■ EXCERPT PROVIDED
• • •

To further evaluate the ability of our model to utilize HSQC information for molecular structure prediction, we assess performance on the experimental HMDB-HSQC dataset. This small benchmark contains 74 metabolites, of which 50 have structural overlap with the multimodal simulated training dataset and 24 are previously unseen. Compared with the Chemical Education dataset, the HMDB molecules are generally larger and exhibit increased structural complexity, providing a more challenging test. We note that HSQC spectra in this benchmark are reconstructed from processed cross-peak lists rather than obtained as fully digitized raw spectral matrices. Consequently, fine spectral characteristics such as peak shape and experimental noise are not explicitly represented, which may influence prediction difficulty and model generalization. Future work will focus on learning directly from raw experimental 2D NMR data as such datasets become available.

• • •

■ GIVEN MATERIAL
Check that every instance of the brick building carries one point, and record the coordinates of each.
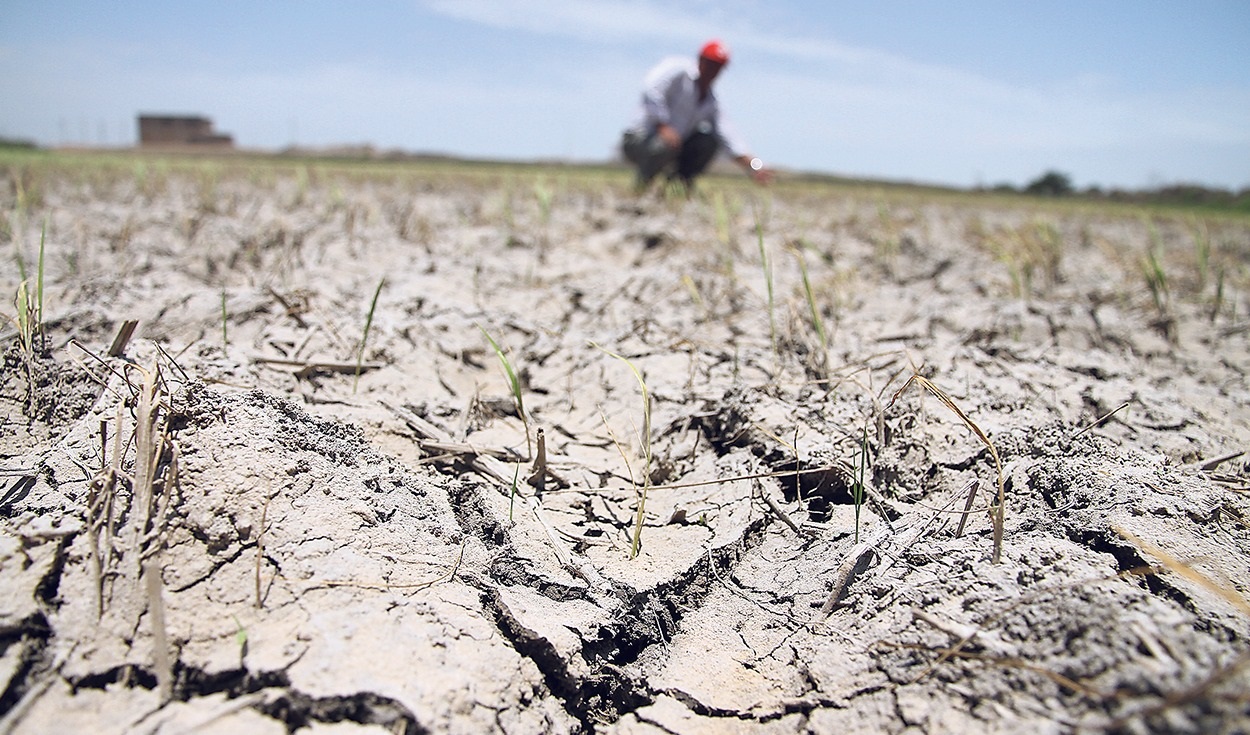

• • •

■ YOUR OBJECTIVE
For the text above about the HMDB-HSQC benchmark, decide whether each statement agrees with it. Answer yes or no for each, and quote the deciding words of the text exactly.
(a) The benchmark includes 24 metabolites that are previously unseen.
(b) The HMDB molecules are generally smaller than those in the Chemical Education dataset.
(c) The HSQC spectra in the benchmark were obtained as fully digitized raw spectral matrices.

■ EXERCISE RESULT
(a) Yes: "of which 50 have structural overlap with the multimodal simulated training dataset and 24 are previously unseen"
(b) No: "the HMDB molecules are generally larger and exhibit increased structural complexity"
(c) No: "reconstructed from processed cross-peak lists rather than obtained as fully digitized raw spectral matrices"